[ABOUT THIS EXERCISE]:
Every line of the data, first to last, must be written out unchanged.

[ENTRIES SUPPLIED]:
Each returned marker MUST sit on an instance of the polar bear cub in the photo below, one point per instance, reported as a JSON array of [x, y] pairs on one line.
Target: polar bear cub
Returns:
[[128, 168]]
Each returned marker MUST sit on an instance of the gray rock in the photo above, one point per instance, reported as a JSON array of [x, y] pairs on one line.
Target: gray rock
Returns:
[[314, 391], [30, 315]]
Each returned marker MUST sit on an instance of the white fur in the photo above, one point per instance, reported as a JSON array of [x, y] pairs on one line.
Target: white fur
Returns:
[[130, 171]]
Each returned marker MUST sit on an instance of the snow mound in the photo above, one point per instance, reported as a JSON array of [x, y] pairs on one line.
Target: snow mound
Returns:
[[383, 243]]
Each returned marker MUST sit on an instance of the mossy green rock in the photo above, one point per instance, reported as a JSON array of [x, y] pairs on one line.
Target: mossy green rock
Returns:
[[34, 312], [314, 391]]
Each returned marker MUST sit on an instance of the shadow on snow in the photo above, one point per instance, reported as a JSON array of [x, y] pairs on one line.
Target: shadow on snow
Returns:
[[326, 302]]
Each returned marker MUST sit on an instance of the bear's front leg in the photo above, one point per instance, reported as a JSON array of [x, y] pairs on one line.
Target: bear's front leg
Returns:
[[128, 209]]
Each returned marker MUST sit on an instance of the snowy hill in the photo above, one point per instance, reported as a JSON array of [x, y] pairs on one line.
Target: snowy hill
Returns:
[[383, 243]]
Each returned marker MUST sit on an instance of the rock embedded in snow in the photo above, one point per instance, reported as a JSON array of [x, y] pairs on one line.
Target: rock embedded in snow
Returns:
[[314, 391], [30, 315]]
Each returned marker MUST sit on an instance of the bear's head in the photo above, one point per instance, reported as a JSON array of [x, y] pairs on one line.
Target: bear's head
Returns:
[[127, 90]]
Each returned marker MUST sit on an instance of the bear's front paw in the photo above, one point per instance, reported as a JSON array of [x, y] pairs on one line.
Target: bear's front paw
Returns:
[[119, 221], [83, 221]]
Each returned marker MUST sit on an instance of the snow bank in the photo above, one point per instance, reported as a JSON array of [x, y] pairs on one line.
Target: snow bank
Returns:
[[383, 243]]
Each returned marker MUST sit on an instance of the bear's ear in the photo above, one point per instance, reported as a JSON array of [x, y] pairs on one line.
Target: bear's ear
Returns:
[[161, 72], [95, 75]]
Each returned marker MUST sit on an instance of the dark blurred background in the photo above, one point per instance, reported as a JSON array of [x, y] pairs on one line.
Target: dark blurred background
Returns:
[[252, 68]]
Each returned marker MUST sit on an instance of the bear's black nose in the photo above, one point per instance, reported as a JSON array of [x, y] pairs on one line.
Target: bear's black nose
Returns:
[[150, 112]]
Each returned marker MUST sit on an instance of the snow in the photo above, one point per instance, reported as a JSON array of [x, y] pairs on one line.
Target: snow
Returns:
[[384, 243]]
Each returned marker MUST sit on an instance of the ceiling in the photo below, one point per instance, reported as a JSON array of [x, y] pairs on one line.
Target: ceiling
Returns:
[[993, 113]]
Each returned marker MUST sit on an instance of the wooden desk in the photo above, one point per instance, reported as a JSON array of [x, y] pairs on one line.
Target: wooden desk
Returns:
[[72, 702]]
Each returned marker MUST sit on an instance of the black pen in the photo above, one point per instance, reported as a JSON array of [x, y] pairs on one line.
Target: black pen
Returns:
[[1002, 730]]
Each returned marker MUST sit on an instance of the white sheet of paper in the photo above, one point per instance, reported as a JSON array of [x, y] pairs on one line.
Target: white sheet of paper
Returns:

[OUTPUT BELOW]:
Each returned marker MUST sit on an instance of the polar bear cub in the photo below, one point per instance, reported as a JSON array of [x, y] pairs on one line.
Target: polar bear cub
Returns:
[[128, 168]]
Each returned marker MUST sit on an instance of the gray rock in the photo above, one point per instance, reported as a JSON array of [x, y] pairs on one line.
Target: gray rock
Returns:
[[314, 391], [30, 315]]
Each returned marker MUST sit on an instance of the white fur in the photo above, one point per instance, reported as a JSON array of [x, y] pairs on one line.
Target: white fur
Returns:
[[130, 171]]
Each returned marker MUST sit on an instance of the snow mound in the photo above, one point per instance, reported as a JSON array of [x, y] pairs on one line.
Target: snow mound
Returns:
[[383, 243]]
Each returned marker MUST sit on an instance of the mossy green rock in the photo above, one point per instance, reported as a JSON array of [x, y] pairs on one line.
Target: mossy green rock
Returns:
[[34, 312], [314, 391]]
Each returned marker MUST sit on an instance of the shadow on snow in the photo above, one point per instance, reported as a JSON array of [x, y] pairs on one line.
Target: shadow on snow
Returns:
[[326, 302]]
Each returned marker MUST sit on an instance of the bear's front leg in the photo above, one point per instance, reported as a JSON array of [x, y] pairs on one line.
Target: bear's front leg
Returns:
[[128, 209]]
Each returned marker MUST sit on an instance of the snowy hill in the photo above, one point per instance, reported as a JSON array of [x, y] pairs on one line.
Target: snowy hill
Returns:
[[383, 243]]
Each returned marker MUST sit on an instance of the rock embedded in snow in the photo above, one point per instance, reported as a JSON array of [x, y] pairs on one line.
Target: rock embedded in snow
Returns:
[[314, 391], [30, 315]]
Each returned marker MUST sit on an instance of the bear's head in the photo above, one point per instance, reported as a JSON array of [x, y] pairs on one line.
Target: bear's head
Returns:
[[127, 90]]
Each returned marker MUST sit on an instance of the bear's front paw in the photo above, one point per instance, reported as a JSON array of [x, y] pairs on one line.
Target: bear's front paw
Returns:
[[119, 221], [83, 221]]
Each returned marker MUST sit on an instance of the snow bank in the photo above, one point per instance, reported as a JSON array of [x, y] pairs on one line.
Target: snow bank
Returns:
[[383, 243]]
Each returned marker MUST sit on an instance of the bear's ear in the photo above, one point per instance, reported as a JSON array of [x, y] pairs on one line.
Target: bear's ear
Returns:
[[161, 72], [95, 75]]
Each returned marker MUST sit on an instance of the dark blurred background in the photo above, one point per instance, reported as a JSON array of [x, y] pairs on one line.
Target: dark blurred background
Returns:
[[252, 68]]
Each returned marker MUST sit on an instance of the bear's black nose in the photo above, one point per instance, reported as a JSON array of [x, y] pairs on one line.
Target: bear's black nose
Returns:
[[150, 112]]
Each returned marker MUST sit on an instance of the snow in the photo above, one point per instance, reported as a JSON array of [x, y] pairs on one line.
Target: snow
Returns:
[[384, 243]]
Each returned marker MUST sit on an instance of the ceiling in the photo below, one point per instance, reported as a JSON array of [x, y] pairs on one line.
Target: ceiling
Returns:
[[993, 113]]
Each returned marker MUST sit on an instance of the wooden desk in the photo above, one point per instance, reported as a JSON array of [x, y] pairs on one line.
Target: wooden desk
Returns:
[[72, 702]]
Each returned marker MUST sit on an instance of the black pen in the photo above, one point per instance, reported as a JSON array of [x, y] pairs on one line.
Target: black pen
Returns:
[[1002, 730]]
Each returned marker MUST sit on an instance of the white sheet of paper in the photo above, one point per instance, reported as a JSON array of [x, y] pairs on one line.
Target: white sheet of paper
Returns:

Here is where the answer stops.